### WORK REQUIRED
Find each line in the material below that contains the word "riding", and copy those lines out in full.

### DATA ROWS

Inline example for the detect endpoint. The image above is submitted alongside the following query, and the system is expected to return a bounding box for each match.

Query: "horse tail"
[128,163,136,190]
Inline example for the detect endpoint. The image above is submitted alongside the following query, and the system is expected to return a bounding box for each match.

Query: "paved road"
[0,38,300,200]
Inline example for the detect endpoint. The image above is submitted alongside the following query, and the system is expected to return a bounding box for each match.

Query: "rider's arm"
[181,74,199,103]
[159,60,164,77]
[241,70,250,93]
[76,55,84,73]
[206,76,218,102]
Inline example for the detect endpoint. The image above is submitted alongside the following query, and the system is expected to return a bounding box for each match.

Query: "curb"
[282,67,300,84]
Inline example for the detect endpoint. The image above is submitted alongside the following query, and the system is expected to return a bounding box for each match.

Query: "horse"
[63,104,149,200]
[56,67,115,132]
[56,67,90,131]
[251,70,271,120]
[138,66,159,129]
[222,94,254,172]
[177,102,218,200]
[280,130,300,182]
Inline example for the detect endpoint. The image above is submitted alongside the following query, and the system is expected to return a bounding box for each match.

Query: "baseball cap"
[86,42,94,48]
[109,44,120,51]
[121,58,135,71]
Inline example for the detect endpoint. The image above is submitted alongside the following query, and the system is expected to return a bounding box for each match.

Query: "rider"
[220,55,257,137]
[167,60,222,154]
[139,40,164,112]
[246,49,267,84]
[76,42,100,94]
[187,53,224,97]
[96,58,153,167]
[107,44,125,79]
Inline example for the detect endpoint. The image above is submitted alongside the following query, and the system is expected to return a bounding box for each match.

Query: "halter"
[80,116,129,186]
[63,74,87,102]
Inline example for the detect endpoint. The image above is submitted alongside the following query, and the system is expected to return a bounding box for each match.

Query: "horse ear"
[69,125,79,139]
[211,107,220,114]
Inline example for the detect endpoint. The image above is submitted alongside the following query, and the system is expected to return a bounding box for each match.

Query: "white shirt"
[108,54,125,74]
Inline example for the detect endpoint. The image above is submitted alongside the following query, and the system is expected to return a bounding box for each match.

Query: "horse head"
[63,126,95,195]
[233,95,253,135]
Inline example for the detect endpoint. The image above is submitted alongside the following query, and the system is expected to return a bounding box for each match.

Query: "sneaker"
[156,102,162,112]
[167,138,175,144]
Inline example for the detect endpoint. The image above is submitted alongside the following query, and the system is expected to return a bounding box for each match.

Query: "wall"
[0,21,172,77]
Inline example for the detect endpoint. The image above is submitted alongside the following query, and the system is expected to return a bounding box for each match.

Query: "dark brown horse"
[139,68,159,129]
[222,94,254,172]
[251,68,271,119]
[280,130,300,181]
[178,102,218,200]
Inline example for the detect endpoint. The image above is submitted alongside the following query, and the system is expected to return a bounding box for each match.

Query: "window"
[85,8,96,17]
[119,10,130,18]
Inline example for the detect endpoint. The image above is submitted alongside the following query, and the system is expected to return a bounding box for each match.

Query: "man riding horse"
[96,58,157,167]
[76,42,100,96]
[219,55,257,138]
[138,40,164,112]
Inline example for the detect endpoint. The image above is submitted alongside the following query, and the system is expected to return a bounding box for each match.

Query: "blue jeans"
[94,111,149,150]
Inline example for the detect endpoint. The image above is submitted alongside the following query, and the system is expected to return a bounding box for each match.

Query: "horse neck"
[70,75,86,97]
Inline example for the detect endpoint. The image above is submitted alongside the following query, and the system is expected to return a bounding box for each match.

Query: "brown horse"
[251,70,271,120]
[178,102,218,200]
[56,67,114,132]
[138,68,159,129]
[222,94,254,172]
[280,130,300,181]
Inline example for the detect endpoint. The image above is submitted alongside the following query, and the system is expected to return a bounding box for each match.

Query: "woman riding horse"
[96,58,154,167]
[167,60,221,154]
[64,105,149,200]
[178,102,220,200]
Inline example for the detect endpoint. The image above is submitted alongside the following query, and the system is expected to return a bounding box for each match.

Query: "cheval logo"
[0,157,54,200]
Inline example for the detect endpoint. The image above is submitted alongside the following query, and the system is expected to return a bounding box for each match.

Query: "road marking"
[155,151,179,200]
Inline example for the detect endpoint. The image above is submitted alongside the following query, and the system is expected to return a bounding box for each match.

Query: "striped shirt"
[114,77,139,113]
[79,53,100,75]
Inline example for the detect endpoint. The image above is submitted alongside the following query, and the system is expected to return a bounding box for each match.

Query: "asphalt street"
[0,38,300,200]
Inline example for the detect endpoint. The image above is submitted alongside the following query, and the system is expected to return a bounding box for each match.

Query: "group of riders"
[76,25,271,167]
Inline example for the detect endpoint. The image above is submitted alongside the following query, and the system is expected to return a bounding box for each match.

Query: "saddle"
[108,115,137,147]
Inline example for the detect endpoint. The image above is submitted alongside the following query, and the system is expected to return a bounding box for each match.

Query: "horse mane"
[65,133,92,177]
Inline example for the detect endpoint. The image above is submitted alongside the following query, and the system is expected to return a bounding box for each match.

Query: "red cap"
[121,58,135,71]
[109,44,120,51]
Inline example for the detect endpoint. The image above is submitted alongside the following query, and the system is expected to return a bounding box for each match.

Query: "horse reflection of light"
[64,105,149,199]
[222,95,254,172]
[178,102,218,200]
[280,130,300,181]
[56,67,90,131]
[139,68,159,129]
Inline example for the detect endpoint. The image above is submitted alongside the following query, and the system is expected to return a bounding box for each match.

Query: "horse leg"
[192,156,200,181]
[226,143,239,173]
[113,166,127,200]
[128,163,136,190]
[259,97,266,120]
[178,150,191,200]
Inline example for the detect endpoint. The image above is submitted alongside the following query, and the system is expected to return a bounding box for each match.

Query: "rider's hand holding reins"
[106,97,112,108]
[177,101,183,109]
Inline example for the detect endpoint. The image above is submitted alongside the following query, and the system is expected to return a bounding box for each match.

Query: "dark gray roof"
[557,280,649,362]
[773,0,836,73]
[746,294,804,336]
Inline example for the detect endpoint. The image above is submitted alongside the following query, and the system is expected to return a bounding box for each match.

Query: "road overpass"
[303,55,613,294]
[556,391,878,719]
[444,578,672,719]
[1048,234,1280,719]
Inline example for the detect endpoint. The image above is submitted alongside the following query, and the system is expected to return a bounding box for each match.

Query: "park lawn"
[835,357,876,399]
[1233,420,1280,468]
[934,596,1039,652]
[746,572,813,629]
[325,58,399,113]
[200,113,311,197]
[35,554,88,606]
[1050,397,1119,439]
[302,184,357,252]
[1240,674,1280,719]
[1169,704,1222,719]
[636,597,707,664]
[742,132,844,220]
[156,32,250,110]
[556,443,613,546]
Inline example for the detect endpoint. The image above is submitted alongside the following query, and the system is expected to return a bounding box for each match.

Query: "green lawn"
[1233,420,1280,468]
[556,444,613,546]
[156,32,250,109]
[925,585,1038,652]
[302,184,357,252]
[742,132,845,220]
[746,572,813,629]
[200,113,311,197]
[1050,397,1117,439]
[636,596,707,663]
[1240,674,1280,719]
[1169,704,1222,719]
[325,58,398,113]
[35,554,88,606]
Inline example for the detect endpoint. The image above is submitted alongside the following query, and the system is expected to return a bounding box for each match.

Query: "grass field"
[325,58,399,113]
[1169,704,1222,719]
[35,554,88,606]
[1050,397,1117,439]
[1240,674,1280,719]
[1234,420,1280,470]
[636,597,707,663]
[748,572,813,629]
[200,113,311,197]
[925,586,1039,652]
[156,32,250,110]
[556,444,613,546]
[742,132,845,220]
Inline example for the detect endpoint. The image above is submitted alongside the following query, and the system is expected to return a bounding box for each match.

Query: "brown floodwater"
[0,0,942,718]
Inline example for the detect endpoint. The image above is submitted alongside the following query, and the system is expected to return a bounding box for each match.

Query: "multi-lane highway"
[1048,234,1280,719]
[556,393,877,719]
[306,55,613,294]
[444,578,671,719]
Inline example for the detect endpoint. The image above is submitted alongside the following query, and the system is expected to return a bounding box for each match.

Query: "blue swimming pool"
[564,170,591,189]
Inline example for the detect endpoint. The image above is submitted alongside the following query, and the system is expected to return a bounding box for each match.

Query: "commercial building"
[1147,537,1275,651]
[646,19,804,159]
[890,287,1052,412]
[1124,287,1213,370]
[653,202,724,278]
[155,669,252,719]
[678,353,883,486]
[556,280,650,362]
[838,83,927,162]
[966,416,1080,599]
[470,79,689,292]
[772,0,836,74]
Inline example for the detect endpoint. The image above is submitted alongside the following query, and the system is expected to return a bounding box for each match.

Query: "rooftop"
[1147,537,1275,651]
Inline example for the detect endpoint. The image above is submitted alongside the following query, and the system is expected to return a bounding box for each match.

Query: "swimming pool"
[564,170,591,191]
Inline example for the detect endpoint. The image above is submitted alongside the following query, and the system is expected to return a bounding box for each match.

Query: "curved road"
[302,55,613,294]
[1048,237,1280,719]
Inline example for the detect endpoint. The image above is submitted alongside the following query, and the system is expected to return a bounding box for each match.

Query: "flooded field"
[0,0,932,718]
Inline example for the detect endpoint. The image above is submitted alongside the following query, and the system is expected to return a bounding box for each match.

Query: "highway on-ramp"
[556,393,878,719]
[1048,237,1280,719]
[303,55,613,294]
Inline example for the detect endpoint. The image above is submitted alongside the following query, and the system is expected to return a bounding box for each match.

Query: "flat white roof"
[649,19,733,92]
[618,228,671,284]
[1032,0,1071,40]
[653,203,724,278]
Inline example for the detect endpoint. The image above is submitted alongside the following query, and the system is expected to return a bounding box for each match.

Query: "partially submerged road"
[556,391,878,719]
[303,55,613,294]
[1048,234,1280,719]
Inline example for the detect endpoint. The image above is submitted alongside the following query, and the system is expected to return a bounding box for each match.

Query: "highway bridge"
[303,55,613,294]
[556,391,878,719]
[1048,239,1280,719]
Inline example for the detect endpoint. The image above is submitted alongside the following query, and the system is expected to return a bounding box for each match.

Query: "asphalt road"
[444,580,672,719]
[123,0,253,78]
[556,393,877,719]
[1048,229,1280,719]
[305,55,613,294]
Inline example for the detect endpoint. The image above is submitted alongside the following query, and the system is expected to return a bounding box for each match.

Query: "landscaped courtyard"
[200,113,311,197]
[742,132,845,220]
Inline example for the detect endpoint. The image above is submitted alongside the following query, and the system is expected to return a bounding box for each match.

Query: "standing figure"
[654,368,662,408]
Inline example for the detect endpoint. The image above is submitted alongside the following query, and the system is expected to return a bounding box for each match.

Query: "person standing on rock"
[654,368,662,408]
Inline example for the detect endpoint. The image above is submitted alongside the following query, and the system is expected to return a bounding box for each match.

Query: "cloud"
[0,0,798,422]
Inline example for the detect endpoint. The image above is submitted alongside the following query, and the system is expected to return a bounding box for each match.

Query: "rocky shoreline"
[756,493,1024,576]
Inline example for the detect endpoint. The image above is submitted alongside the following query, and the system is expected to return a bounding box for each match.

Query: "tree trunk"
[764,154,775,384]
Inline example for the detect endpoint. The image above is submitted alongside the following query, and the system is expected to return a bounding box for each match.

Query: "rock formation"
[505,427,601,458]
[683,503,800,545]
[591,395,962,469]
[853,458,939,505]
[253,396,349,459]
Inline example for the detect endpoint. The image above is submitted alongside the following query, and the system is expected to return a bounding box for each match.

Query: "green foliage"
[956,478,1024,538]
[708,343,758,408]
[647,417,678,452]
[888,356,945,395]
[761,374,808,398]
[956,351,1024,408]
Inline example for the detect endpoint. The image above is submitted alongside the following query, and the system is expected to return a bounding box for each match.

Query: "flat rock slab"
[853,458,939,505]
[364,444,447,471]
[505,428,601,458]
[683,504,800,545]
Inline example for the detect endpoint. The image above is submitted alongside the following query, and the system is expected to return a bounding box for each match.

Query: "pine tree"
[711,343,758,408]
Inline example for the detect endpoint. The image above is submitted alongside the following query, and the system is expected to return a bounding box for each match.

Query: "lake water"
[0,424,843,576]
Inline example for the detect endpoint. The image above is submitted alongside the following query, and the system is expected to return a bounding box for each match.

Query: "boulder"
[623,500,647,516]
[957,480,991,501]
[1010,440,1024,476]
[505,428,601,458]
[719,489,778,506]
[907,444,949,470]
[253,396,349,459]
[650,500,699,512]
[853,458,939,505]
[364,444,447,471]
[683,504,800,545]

### EXERCISE RESULT
Query: "man riding horse"
Query: "woman riding horse"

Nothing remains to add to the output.